**Provided passage**
+++

Keir Hardie Brennan-Simmons (born 22 February 1972) is an English journalist. He has been the senior international correspondent for the NBC morning show Today since December 2018. He also appears regularly on the evening broadcast NBC Nightly News, and fills in as an anchor on MSNBC.

From August 2012 until December 2018, Simmons was a foreign correspondent for NBC News. Previously, he was the UK editor for ITN's ITV News.

Early life and education
Simmons was born in London, England and grew up in Bristol. He was educated at Wellsway School, a state comprehensive school in the town of Keynsham in Somerset and St Brendans College, a state Catholic school, followed by Goldsmiths College, a constituent college of the University of London, where he earned a bachelor's degree. His sister is actress and health campaigner Mika Simmons.

Career
Simmons's first job in journalism was as a court reporter covering murders and scandals in London at the Old Bailey. Simmons then moved into radio, joining ITN as a reporter for UK's Independent Radio News (IRN) in 1996, before becoming a general reporter on its ITV News service in 1998.

While at ITV, Simmons reported on major domestic and international stories including the 2004 Indian Ocean earthquake and tsunami, the 2008 Mumbai attacks, the poisoning of Alexander Litvinenko and the Virginia Tech shooting. He was one of the first journalists to cover the 2007 disappearance of Madeleine McCann.

+++

**Data lines**
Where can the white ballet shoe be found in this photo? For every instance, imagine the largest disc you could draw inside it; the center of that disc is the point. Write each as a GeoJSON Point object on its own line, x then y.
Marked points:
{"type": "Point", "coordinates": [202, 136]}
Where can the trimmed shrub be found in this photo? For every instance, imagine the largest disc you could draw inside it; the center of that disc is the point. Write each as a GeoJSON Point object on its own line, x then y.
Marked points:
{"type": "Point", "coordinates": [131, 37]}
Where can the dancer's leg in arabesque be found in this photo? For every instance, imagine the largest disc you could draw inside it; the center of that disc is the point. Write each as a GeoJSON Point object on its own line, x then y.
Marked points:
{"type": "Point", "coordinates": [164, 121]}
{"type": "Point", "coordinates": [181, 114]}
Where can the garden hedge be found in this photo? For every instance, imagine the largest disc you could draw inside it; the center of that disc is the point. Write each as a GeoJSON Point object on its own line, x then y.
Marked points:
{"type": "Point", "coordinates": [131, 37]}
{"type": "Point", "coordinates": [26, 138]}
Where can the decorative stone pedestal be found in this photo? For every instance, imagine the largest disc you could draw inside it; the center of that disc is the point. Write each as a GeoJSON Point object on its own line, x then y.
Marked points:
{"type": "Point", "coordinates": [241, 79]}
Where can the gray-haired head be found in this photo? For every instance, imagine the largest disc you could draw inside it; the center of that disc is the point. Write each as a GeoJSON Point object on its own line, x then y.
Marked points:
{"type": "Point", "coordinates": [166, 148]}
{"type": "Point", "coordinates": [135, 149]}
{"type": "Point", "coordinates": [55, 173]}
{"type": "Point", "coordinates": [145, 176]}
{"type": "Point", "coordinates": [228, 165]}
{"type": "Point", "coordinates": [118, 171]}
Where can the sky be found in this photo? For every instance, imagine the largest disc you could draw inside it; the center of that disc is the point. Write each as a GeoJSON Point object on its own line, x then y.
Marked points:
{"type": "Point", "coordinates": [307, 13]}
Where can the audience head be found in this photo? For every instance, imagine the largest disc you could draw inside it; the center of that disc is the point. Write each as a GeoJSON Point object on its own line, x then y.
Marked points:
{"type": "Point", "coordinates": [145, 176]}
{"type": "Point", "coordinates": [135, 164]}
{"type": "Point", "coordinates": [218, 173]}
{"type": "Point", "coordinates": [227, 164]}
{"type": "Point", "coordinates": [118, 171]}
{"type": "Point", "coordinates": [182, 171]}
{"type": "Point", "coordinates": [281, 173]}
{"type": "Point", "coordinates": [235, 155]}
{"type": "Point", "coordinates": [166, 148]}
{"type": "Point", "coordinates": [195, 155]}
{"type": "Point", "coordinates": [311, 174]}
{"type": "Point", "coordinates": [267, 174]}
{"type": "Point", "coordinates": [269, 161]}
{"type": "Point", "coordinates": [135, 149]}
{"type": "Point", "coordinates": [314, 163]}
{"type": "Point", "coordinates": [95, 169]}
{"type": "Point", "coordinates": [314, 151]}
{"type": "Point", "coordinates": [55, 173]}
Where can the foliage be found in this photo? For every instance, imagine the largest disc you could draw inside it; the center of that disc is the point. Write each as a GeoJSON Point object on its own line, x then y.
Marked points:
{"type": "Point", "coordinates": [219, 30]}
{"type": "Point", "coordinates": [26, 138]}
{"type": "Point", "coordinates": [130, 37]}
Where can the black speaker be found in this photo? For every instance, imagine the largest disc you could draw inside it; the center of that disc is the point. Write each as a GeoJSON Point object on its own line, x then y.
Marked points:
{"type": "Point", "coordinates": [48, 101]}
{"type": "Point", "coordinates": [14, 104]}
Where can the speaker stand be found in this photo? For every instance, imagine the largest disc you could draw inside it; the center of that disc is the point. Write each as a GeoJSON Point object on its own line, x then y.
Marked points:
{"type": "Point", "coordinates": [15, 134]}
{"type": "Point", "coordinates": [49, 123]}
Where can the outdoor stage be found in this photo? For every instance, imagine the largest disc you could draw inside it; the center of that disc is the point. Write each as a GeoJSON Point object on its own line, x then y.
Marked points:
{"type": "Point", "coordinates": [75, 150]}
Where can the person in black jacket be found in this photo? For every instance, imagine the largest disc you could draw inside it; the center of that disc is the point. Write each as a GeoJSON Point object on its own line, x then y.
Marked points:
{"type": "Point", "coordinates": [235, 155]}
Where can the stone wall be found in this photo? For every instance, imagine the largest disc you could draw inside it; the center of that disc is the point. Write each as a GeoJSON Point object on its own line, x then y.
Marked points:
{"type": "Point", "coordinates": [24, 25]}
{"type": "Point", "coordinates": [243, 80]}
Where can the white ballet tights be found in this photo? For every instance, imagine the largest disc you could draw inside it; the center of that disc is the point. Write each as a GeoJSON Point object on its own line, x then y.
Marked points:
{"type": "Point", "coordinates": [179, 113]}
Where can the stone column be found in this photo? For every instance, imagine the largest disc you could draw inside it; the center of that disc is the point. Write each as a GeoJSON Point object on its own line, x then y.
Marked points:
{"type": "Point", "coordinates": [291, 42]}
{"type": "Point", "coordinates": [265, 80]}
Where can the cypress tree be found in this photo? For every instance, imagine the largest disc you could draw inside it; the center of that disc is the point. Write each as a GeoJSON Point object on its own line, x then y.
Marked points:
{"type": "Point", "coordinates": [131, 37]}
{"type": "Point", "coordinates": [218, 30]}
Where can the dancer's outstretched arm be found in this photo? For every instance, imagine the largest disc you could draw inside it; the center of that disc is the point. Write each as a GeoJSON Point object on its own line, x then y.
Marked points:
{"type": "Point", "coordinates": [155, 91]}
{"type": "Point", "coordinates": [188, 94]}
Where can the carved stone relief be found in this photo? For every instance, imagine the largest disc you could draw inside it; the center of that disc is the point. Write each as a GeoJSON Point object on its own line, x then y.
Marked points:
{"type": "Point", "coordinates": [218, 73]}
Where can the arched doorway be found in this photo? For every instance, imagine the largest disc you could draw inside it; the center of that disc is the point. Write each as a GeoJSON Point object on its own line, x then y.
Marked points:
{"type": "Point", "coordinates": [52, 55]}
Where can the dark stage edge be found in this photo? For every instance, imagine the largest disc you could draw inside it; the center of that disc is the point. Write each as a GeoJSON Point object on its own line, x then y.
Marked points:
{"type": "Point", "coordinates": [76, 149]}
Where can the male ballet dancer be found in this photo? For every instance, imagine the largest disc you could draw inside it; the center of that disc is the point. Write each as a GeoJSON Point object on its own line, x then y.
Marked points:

+++

**What you are asked to do**
Reproduce the part of the Keir Simmons biography that runs from "Early life and" up to and including "service in 1998.", word for word.

**Completed task**
Early life and education
Simmons was born in London, England and grew up in Bristol. He was educated at Wellsway School, a state comprehensive school in the town of Keynsham in Somerset and St Brendans College, a state Catholic school, followed by Goldsmiths College, a constituent college of the University of London, where he earned a bachelor's degree. His sister is actress and health campaigner Mika Simmons.

Career
Simmons's first job in journalism was as a court reporter covering murders and scandals in London at the Old Bailey. Simmons then moved into radio, joining ITN as a reporter for UK's Independent Radio News (IRN) in 1996, before becoming a general reporter on its ITV News service in 1998.